Look through the data below for the line with "rough mask: <svg" and the line with "positive clicks: (1609, 518)", then output those two and all lines in between, exactly as written.
※ ※ ※
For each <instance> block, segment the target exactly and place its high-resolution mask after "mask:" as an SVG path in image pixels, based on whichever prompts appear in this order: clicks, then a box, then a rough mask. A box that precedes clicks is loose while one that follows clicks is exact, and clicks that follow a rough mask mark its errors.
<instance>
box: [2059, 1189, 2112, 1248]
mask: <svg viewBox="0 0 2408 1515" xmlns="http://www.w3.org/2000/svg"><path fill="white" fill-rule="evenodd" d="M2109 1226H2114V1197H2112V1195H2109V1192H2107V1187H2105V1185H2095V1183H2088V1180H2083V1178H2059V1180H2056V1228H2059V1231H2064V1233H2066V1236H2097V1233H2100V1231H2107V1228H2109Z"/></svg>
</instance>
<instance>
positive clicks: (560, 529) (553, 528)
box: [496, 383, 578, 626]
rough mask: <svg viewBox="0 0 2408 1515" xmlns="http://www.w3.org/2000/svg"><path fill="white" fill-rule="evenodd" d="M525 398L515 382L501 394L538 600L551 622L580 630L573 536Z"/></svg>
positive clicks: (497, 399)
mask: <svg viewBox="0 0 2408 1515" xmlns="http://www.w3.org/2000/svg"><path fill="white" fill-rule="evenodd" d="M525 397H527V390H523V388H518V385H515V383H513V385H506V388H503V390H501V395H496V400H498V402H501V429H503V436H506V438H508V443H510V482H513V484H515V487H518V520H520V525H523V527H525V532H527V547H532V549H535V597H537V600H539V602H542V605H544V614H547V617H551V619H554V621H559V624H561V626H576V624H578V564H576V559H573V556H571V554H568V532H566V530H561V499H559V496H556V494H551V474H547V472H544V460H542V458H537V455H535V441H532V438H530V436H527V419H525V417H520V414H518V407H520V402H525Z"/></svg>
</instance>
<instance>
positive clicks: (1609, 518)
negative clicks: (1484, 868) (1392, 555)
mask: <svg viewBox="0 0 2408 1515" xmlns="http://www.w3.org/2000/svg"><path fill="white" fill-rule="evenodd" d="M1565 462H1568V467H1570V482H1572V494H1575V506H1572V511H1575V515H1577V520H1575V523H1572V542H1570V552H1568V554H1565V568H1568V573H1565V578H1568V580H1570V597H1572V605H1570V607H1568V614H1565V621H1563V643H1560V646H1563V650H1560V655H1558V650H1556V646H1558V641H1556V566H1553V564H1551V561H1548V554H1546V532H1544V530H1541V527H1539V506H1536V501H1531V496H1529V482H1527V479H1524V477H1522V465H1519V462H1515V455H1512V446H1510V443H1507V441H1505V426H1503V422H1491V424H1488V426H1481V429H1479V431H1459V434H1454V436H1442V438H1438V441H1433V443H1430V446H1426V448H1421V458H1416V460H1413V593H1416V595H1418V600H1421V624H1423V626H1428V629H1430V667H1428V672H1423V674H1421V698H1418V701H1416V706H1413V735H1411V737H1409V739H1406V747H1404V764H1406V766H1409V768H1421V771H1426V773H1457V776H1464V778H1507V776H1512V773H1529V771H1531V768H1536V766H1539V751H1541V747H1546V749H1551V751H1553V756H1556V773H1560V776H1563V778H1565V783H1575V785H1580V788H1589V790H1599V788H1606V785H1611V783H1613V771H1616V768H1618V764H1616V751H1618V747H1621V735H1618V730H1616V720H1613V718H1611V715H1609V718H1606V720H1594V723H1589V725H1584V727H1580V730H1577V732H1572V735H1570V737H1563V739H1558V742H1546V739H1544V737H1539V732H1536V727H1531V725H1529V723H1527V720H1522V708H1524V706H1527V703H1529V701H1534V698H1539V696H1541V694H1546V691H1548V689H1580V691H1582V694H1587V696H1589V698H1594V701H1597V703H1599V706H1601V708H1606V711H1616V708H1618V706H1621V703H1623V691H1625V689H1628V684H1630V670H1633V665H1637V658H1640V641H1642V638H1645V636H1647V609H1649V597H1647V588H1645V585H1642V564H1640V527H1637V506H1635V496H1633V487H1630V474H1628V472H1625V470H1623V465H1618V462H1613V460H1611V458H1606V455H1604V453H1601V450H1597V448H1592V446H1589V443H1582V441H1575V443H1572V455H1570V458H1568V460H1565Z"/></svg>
※ ※ ※
> [RESPONSE FOR THIS EXERCISE]:
rough mask: <svg viewBox="0 0 2408 1515" xmlns="http://www.w3.org/2000/svg"><path fill="white" fill-rule="evenodd" d="M525 398L515 382L501 394L538 600L551 622L580 630L573 536Z"/></svg>
positive clicks: (497, 399)
mask: <svg viewBox="0 0 2408 1515" xmlns="http://www.w3.org/2000/svg"><path fill="white" fill-rule="evenodd" d="M525 397H527V390H523V388H518V385H515V383H513V385H506V388H503V390H501V395H496V400H498V402H501V429H503V436H506V438H508V443H510V482H513V484H515V487H518V520H520V525H523V527H525V532H527V547H532V549H535V597H537V600H539V602H542V605H544V614H547V617H551V619H554V621H559V624H561V626H576V624H578V564H576V559H573V556H571V554H568V532H566V530H561V499H559V496H556V494H551V474H547V472H544V460H542V458H537V455H535V441H532V438H530V436H527V419H525V417H520V414H518V407H520V402H525Z"/></svg>
</instance>
<instance>
positive clicks: (1609, 518)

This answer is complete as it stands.